--- Data supplied Enclosed Below ---
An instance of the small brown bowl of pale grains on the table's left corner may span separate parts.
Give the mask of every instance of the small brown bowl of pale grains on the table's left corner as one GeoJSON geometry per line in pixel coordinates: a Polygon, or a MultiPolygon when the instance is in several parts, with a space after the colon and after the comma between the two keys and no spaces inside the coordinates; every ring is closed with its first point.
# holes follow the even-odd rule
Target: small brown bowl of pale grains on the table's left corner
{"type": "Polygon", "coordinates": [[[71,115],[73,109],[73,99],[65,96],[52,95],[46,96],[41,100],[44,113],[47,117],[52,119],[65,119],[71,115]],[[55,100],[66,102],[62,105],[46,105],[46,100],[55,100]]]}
--- End of Enclosed Data supplied ---
## Task brief
Return all of the material above exactly as it stands.

## Response to the exercise
An instance of the small brown bowl of pale grains on the table's left corner may span separate parts.
Give the mask of every instance of the small brown bowl of pale grains on the table's left corner as one GeoJSON geometry per line in pixel coordinates: a Polygon, or a MultiPolygon when the instance is in several parts, with a space after the colon and after the comma between the two keys and no spaces inside the coordinates; every ring is closed with its first point.
# holes follow the even-odd rule
Target: small brown bowl of pale grains on the table's left corner
{"type": "Polygon", "coordinates": [[[71,115],[73,109],[73,99],[65,96],[52,95],[46,96],[41,100],[44,113],[47,117],[52,119],[65,119],[71,115]],[[55,100],[66,102],[62,105],[46,105],[46,100],[55,100]]]}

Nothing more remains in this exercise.